● **作業指示 A**
抜粋を読み、次の問いに答えてください。
(i) BYDが2018年にオープン化したコントロール権限は何項目か。
(ii) 楊院長が取材を受けた自動車メディアの名前は何か。
(iii) BYDのオープンプラットフォームにより、自動運転システムを備えた車はいくらで買えるようになったか。
● **作業指示 B**
抜粋のうち「以下の内容は、楊院長が自動車」から「な企業と連携していきますか。」までの全文を、一字も変えずに書き写してください。

● **抜粋**

# # #

ITの革新と普及により自動車利用のスタイルに変化が起こっている。完成車を消費者に売り、使ってもらうだけの従来の自動車メーカーとは異なり、自動運転やインターネットにつながるインテリジェントコネクテッドカー(ICV)メーカーは、販売後もユーザーの利用シーンに積極的に対応し続ける。「自動車はモノからコトへと変わりつつある」という状況への対応において、「難しいのは、技術面ではなく、考え方を変えることだ」と楊院長は語る。
以下の内容は、楊院長が自動車メディア「未来汽車日報」の取材を受けた際のインタビュー内容の抜粋である。中国ICVの第一人者として、同院長は自動車業界の将来や市場競争をどう見ているのだろうか。
――BYDは2018年にICVのほぼ全てのセンサー情報と66項目のコントロール権限をオープン化したが、なぜこのような選択をしたのですか。
――「これまで自動運転車の価格は合理性に欠けていた。1台100万元(約1500万円)以上する車も珍しくないが、自動運転を研究するスタートアップにとっては高すぎる。BYDがオープンプラットフォームを提供したことで、自動運転システムを備えた車が20万元(約300万円)で買えるようになった。自動運転の開発加速にも繋がるだろう」
――現在、バイドゥ(百度)やファーウェイ(華為技術)も自動運転のオープンソースプラットフォームを手掛けていますが、BYDの強みは何ですか。どのような企業と連携していきますか。
――「自動運転は、専門ごとに分業がなされている。例えばバイドゥの自動運転の基盤である『アポロ』は画像認識や意思決定技術に優れているが、BYDは方向転換や運動制御等、制御面の技術に長けている。当社は他社と協力し合っており、他社が強い分野には踏み込まない等、明確な棲み分けができている」

# # #

● **データ一覧**
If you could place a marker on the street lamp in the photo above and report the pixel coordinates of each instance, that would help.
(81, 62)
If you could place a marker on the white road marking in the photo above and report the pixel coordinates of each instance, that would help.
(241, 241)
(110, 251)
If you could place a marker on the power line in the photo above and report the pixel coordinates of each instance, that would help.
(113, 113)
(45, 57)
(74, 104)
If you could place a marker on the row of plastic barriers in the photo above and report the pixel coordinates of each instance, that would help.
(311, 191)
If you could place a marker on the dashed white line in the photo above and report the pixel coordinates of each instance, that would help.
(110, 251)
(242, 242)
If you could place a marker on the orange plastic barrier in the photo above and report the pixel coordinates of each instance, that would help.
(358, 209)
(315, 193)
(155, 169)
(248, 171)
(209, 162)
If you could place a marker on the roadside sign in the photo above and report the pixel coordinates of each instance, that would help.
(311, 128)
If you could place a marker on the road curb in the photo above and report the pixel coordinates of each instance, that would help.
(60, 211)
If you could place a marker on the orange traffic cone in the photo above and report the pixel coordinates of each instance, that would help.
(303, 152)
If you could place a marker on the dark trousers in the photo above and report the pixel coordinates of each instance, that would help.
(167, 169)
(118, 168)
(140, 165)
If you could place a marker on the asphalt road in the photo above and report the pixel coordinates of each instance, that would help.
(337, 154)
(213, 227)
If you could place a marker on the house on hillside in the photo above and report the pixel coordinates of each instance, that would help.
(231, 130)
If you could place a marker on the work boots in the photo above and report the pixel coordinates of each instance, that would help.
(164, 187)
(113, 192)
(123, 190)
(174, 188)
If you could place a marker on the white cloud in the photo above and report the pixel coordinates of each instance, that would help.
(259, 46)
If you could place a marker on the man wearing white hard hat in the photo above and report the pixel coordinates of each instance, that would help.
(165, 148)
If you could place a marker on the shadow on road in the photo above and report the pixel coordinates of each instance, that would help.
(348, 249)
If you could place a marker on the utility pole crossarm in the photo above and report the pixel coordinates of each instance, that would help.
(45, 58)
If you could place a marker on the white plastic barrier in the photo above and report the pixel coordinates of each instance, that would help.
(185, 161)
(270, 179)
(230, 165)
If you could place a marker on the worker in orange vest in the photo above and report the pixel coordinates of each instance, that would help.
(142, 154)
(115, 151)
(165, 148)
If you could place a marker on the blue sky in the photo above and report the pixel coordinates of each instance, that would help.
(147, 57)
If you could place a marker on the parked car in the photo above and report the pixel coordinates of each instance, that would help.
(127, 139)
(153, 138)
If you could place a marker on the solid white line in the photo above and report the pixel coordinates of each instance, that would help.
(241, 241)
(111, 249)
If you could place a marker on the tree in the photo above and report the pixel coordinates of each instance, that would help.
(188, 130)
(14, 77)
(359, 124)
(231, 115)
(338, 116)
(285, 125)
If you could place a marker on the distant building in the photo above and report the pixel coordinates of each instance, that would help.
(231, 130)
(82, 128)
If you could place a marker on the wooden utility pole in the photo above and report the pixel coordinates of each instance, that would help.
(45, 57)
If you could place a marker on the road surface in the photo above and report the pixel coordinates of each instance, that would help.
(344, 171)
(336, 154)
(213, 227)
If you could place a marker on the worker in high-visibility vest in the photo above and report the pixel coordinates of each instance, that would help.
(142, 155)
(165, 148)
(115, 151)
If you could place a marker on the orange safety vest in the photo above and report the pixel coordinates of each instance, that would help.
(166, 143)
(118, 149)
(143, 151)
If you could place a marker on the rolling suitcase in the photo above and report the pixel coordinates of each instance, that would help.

# # #

● **解答欄 A**
(i) 66項目
(ii) 未来汽車日報
(iii) 20万元(約300万円)

● **解答欄 B**
以下の内容は、楊院長が自動車メディア「未来汽車日報」の取材を受けた際のインタビュー内容の抜粋である。中国ICVの第一人者として、同院長は自動車業界の将来や市場競争をどう見ているのだろうか。
――BYDは2018年にICVのほぼ全てのセンサー情報と66項目のコントロール権限をオープン化したが、なぜこのような選択をしたのですか。
――「これまで自動運転車の価格は合理性に欠けていた。1台100万元(約1500万円)以上する車も珍しくないが、自動運転を研究するスタートアップにとっては高すぎる。BYDがオープンプラットフォームを提供したことで、自動運転システムを備えた車が20万元(約300万円)で買えるようになった。自動運転の開発加速にも繋がるだろう」
――現在、バイドゥ(百度)やファーウェイ(華為技術)も自動運転のオープンソースプラットフォームを手掛けていますが、BYDの強みは何ですか。どのような企業と連携していきますか。